==== READING TEXT ====

2. CUCM signals CUPC and the deskphone it is calling. CUCM uses SIP to the CUPC and can use either SIP or Skinny to the deskphone.

3. Finally the RTP media stream flows between the two voice entities.

Because the call is between a deskphone in the Red voice VPN and a CUPC in the Green data VPN, the media flows have to go via the firewalls and the fusion router.

In this case the SIP and Skinny flows were let through the firewalls by the filters defined in the initialization section. Additionally, the SIP and SCCP signaling is inspected and the RTP data flows are dynamically permitted for the life of the call.

CUPC Signaling and Call Flows—Intra VPN Softphone Video Call

CUPC can be used as a video phone when used on workstations equipped with a Webcam. This section examines the flows that occur when a video call is placed between to CUPC workstations in the same VPN.

Figure 56 Intra VPN Video Call with CUPC in Softphone Mode

Figure 56 shows a softphone call between two CUPC clients within the same Green VRF.

==== DATA SECTION ====

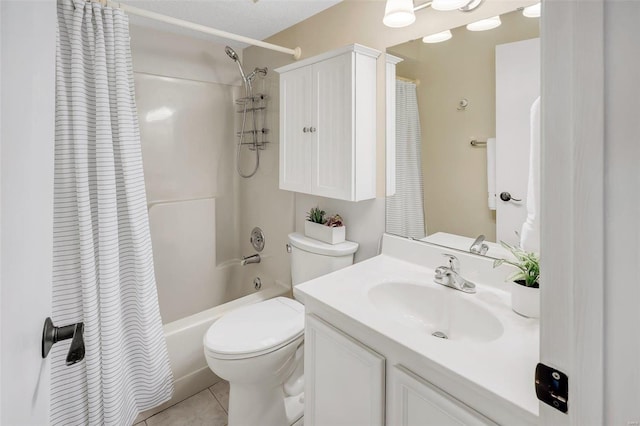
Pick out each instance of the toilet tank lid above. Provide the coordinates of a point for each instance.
(318, 247)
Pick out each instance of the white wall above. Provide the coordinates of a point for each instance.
(622, 212)
(28, 34)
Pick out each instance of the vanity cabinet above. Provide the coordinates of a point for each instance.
(344, 380)
(415, 402)
(328, 124)
(345, 385)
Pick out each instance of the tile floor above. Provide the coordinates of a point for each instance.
(206, 408)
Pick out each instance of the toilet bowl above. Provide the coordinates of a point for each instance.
(259, 349)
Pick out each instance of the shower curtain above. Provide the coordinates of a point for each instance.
(102, 263)
(405, 209)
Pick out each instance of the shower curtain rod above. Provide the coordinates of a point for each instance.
(197, 27)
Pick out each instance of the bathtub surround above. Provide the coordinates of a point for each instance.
(201, 212)
(102, 264)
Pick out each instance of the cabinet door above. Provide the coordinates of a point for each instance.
(415, 402)
(333, 116)
(295, 143)
(344, 380)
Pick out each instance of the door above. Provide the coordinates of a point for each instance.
(28, 33)
(415, 402)
(295, 124)
(333, 116)
(517, 87)
(344, 380)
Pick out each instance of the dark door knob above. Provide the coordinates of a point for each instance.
(505, 196)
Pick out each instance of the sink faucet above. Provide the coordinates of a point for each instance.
(478, 246)
(450, 276)
(254, 258)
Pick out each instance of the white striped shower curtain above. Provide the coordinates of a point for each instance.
(103, 265)
(405, 209)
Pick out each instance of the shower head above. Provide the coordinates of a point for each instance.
(231, 53)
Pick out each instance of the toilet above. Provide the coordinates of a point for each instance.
(259, 349)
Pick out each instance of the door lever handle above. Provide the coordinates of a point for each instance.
(52, 335)
(505, 196)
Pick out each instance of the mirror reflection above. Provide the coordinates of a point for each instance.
(464, 113)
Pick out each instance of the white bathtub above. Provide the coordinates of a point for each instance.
(184, 343)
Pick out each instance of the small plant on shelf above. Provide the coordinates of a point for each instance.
(331, 230)
(316, 215)
(528, 264)
(335, 221)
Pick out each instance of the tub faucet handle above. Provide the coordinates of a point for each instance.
(254, 258)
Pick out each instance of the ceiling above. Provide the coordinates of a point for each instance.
(243, 17)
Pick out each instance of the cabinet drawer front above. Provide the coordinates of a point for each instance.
(415, 402)
(344, 380)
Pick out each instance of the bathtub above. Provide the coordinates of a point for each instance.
(184, 344)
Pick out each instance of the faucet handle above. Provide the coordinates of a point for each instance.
(454, 263)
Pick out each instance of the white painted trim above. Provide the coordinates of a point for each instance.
(390, 143)
(572, 242)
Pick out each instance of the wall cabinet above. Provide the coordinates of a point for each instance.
(345, 385)
(328, 124)
(344, 380)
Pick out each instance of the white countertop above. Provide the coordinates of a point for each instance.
(504, 367)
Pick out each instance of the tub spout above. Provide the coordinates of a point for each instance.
(254, 258)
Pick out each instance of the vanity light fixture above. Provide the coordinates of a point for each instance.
(401, 13)
(398, 13)
(532, 11)
(437, 37)
(448, 4)
(485, 24)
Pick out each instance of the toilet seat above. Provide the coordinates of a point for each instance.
(256, 329)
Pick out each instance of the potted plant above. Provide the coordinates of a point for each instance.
(525, 281)
(331, 230)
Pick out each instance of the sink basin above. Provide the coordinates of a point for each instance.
(437, 311)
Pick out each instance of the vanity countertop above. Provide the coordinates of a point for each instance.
(502, 368)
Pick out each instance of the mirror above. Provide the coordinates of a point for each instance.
(476, 86)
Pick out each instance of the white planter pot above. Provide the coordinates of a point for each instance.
(525, 300)
(324, 233)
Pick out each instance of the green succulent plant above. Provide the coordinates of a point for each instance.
(335, 221)
(316, 215)
(527, 263)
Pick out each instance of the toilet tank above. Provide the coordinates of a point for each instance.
(312, 258)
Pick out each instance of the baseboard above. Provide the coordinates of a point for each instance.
(184, 387)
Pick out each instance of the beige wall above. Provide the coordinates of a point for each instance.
(455, 176)
(349, 22)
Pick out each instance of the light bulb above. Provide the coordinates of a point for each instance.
(532, 11)
(485, 24)
(437, 37)
(448, 4)
(398, 13)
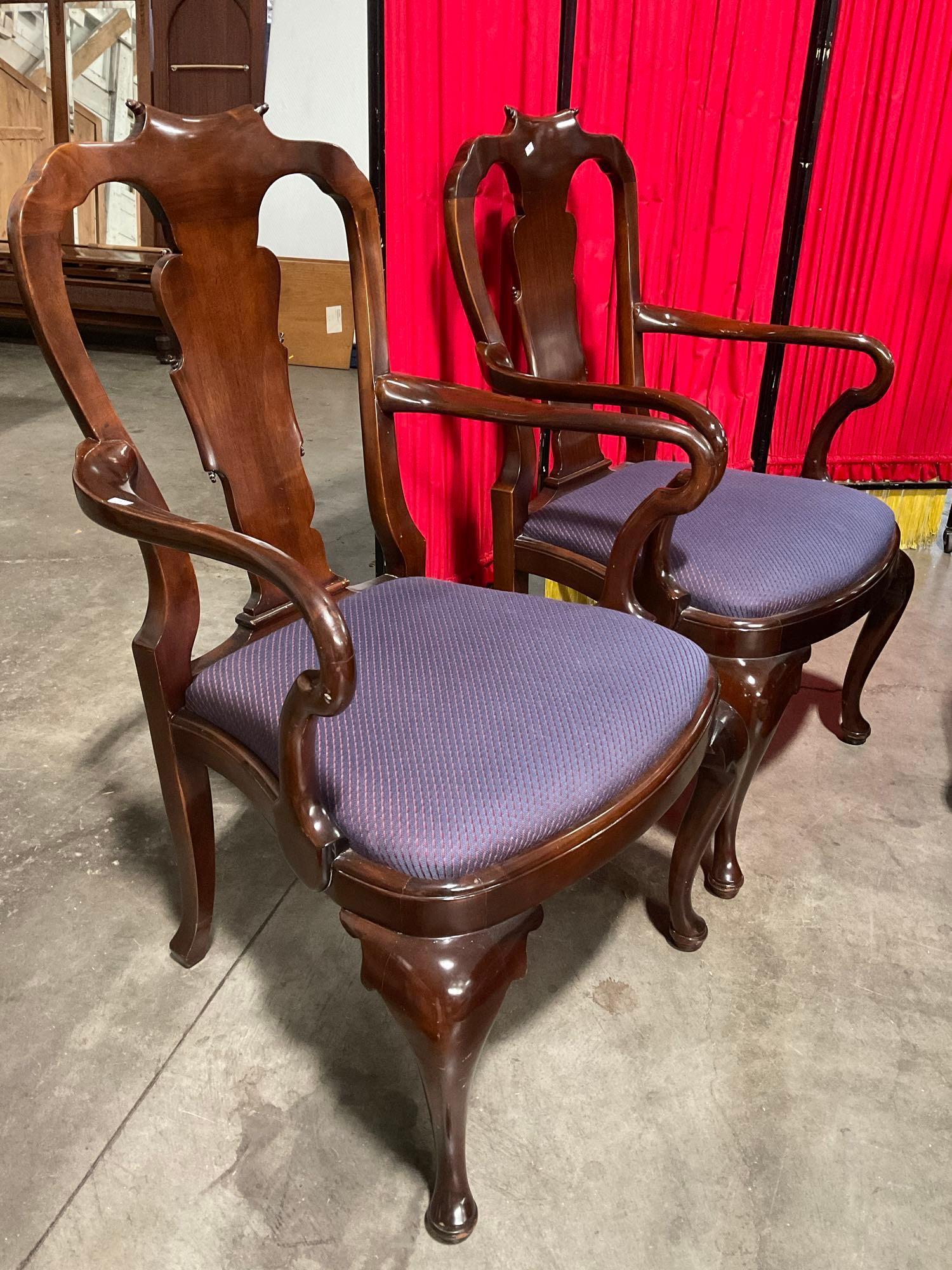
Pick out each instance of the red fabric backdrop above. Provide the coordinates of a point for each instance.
(878, 247)
(450, 69)
(705, 95)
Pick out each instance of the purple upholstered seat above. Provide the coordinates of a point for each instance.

====

§ **CHALLENGE 1**:
According to the CUPC call-flow text, why do the media flows have to go via the firewalls and the fusion router?
§ **CHALLENGE 2**:
Please pick up the CUPC call-flow text after its last sentence and keep writing.
You can set the material aside; it isn't needed here.

§ **ANSWER 1**:
Because the call is between a deskphone in the Red voice VPN and a CUPC in the Green data VPN.

§ **ANSWER 2**:
1. One CUPC client calls the other. SIP signaling is sent to CUCM requesting call up.

2. SIP signaling flows between the CUCM and the two CUPC endpoints setting up the voice call.

3. Because both CUPCs are within the same Green data VPN, the RTP audio between the two CUPCs is routed within the VPN.

4. CUCM recognizes that the call is between two video-enabled clients and instructs the CUPC clients to begin sending video to each other. The video is launched and is also routed within the VPN.

Because voice and video RTP streams are routed within the same VPN, the data streams do not traverse the services edge and no traffic inspection or additional filters are required.

CUPC Signaling and Call Flows—Inter VPN Softphone Video Call

This section is similar to the previous except the CUPC endpoints are in two different VPNs.

Figure 57 Inter VPN Video Call with CUPC in Softphone Mode

Figure 57 shows the two CUPC clients deployed in different VPNs.

1. One CUPC client calls the other. SIP signaling is sent to CUCM requesting call up.

2. SIP signaling flows between the CUCM and the two CUPC endpoints setting up the voice call.

3. The firewall in each VPN is inspecting the SIP signaling and dynamically opens a pinhole to allow the UDP ports used for the voice RTP media stream to pass through.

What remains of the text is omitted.